BRANO PROPOSTO:

Mai come in questo periodo abbiamo assistito al diffondersi in tutto il nostro Paese di iniziative nate dal popolo e rimbalzate in maniera quasi ossessiva sui social, volte a esorcizzare, attraverso riti collettivi, lo spaesamento portato dal coronavirus. Ci siamo riscoperti tutti bisognosi di unirci nel cantare, nel condividere gesti di generosità, nell’accendere lumi e nel desiderio di farci vedere agli occhi del mondo così che anche i satelliti possano amplificare il nostro bisogno più profondo: quello di rialzarci e di vedere «una luce», tutti speranzosi e più o meno con sapevoli che la Gloria brilli sopra di noi (Is 60,1). Ma da quale luce, oltre le tante accese dall’umanità, traiamo veramente una fonte di gioia, di speranza e di salvezza? Serve ancora «accendere un cero» ai nostri giorni? Pare proprio di sì. Sembra evidente che la luce sia l’antidoto per eccellenza, resistente imperterrito agli effetti del virus dello spaesamento e della segregazione, fin dalle nostre origini, cioè fin da quando «la luce fu e rifulse su coloro che abitavano in terra tenebrosa» (Is 9,1).

MATERIALE FORNITO:
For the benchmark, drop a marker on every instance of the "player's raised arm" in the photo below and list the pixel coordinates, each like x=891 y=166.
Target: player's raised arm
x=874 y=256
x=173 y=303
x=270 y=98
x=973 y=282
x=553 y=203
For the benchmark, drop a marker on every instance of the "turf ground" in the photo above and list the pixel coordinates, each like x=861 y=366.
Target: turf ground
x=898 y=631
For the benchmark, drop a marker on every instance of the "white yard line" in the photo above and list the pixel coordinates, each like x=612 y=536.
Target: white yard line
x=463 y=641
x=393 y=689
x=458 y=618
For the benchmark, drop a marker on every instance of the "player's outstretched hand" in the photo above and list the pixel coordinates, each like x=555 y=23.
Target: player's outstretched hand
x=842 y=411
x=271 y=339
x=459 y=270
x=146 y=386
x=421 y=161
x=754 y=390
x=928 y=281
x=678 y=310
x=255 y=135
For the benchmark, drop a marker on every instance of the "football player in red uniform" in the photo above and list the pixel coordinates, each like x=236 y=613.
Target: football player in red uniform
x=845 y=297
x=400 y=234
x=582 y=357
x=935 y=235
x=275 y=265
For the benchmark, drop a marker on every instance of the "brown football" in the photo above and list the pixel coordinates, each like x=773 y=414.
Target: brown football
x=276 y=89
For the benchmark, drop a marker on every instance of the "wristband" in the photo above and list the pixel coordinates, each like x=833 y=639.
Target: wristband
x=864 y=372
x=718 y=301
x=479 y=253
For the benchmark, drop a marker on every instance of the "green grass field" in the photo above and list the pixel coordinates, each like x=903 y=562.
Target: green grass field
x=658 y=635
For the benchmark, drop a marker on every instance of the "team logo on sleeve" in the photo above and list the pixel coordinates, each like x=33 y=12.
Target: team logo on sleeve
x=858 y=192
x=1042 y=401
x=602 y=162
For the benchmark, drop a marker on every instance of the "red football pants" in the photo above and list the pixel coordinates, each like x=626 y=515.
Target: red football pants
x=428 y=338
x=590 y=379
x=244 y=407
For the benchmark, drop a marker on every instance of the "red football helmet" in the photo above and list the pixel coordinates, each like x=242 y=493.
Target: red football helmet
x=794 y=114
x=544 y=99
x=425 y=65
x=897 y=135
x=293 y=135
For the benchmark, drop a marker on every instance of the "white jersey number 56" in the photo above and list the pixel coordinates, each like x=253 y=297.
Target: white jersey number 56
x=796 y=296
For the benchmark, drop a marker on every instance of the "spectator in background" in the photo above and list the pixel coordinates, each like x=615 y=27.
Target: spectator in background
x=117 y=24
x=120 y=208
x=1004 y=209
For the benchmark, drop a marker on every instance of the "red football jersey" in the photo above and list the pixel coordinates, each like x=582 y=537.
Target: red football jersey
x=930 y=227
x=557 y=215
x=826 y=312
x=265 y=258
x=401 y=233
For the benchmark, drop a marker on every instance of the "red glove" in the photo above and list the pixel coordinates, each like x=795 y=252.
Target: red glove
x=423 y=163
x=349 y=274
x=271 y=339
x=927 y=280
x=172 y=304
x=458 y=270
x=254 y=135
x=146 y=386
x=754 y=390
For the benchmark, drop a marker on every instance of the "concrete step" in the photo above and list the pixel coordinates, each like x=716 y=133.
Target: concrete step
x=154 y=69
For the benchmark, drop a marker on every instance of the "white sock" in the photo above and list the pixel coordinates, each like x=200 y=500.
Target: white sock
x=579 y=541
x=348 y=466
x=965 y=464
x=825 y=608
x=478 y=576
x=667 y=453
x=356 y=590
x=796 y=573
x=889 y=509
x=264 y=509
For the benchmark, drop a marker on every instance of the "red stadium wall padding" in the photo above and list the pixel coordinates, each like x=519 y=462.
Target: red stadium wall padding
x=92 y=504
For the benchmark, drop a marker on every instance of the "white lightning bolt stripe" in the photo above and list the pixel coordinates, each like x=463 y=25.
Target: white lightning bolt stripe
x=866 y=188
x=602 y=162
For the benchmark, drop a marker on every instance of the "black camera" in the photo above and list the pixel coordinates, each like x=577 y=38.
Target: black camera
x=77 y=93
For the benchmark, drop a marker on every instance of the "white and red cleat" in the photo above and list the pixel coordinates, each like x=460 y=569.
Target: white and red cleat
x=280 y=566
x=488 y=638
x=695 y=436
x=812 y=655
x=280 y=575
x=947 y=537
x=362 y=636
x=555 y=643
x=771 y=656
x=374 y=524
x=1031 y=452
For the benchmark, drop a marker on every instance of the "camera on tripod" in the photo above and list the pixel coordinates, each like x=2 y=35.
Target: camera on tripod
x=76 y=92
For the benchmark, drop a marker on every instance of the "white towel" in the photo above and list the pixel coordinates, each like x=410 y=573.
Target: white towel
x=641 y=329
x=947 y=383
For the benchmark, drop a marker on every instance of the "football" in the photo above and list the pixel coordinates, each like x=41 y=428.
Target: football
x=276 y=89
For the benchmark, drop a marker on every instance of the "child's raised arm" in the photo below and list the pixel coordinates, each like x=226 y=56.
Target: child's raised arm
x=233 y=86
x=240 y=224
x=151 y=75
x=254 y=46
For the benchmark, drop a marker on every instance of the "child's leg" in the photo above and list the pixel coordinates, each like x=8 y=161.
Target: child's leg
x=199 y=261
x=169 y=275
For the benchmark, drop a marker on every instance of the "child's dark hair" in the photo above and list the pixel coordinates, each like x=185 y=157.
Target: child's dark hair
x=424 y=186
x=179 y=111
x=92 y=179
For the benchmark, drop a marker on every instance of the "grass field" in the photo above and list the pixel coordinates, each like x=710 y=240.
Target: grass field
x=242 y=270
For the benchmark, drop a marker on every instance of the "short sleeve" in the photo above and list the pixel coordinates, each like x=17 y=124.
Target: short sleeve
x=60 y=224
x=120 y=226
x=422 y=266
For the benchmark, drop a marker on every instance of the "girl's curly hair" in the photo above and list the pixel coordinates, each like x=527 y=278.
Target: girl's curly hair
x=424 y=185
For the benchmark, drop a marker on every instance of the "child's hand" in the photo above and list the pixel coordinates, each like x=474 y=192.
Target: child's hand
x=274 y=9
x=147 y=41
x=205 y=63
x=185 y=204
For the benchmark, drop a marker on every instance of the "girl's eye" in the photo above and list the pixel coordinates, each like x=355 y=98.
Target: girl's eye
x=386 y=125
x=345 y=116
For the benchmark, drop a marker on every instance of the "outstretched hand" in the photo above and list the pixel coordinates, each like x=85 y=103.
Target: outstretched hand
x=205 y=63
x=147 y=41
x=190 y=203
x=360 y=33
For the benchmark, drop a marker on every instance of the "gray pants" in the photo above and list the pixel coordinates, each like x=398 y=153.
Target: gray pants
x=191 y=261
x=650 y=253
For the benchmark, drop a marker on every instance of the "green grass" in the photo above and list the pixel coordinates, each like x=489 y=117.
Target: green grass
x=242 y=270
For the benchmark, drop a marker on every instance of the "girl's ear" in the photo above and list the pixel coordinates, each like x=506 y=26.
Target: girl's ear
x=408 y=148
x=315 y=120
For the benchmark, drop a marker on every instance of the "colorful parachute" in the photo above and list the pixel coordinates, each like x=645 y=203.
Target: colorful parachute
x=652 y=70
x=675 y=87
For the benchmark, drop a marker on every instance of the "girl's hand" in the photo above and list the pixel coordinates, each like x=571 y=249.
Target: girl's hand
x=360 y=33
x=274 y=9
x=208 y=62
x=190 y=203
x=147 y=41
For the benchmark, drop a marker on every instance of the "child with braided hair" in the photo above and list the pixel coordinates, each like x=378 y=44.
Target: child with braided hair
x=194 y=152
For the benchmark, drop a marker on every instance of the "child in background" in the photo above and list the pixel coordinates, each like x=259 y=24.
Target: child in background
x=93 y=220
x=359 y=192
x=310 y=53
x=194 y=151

---

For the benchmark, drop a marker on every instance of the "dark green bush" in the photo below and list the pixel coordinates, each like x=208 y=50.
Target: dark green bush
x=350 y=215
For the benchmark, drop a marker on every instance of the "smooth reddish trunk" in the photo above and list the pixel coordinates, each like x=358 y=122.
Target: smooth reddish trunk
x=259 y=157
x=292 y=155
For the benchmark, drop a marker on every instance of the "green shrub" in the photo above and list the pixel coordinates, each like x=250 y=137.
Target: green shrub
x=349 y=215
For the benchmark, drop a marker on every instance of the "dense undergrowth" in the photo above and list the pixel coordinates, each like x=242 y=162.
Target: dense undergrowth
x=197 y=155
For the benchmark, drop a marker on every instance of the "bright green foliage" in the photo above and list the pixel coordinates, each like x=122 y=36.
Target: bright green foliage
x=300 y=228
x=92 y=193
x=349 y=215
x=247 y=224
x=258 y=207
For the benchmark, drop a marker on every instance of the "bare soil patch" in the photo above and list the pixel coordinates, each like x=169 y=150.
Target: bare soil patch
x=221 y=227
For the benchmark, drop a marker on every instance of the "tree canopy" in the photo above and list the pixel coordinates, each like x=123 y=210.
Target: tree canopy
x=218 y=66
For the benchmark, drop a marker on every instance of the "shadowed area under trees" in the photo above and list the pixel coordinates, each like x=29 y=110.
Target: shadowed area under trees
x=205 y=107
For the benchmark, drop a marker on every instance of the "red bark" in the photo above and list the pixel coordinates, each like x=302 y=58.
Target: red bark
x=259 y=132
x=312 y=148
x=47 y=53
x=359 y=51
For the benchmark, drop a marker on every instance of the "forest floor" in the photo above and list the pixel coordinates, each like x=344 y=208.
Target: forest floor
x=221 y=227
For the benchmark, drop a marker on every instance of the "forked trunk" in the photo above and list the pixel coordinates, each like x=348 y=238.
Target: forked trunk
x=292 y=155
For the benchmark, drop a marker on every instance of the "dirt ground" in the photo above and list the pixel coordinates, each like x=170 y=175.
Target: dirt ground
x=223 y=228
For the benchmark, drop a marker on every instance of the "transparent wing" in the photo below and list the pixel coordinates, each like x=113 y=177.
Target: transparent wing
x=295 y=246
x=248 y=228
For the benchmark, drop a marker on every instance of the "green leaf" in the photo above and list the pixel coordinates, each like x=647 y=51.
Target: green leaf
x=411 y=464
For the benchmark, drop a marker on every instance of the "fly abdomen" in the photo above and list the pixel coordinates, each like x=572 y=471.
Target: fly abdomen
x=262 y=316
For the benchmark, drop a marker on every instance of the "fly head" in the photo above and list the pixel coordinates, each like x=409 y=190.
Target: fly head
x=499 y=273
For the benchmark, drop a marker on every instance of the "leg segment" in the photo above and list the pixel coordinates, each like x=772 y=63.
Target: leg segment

---

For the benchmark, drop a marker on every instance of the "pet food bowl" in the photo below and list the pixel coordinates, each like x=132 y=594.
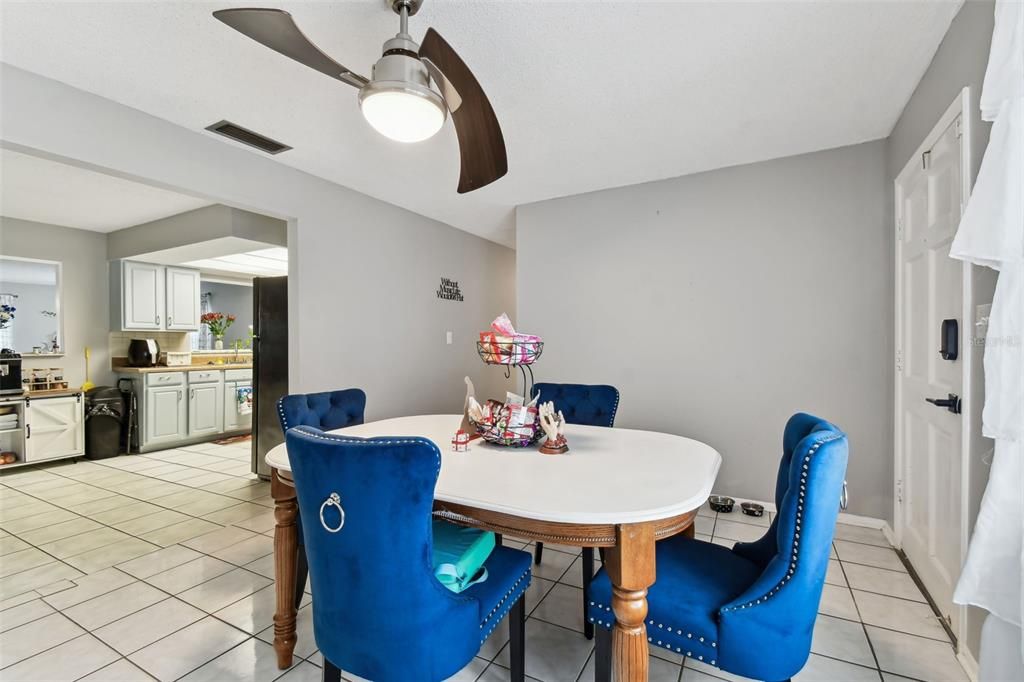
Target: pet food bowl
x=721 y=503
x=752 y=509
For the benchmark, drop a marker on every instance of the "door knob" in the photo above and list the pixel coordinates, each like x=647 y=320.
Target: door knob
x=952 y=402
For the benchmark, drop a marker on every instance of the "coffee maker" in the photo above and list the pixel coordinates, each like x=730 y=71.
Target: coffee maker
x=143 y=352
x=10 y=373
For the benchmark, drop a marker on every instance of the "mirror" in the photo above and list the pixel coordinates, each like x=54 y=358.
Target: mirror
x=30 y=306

SUL COMPITO: Secondo il brano proposto, in quali cose ci siamo riscoperti tutti bisognosi di unirci? Elencale tutte.

RISPOSTA ALL'ESERCIZIO:
- nel cantare
- nel condividere gesti di generosità
- nell'accendere lumi
- nel desiderio di farci vedere agli occhi del mondo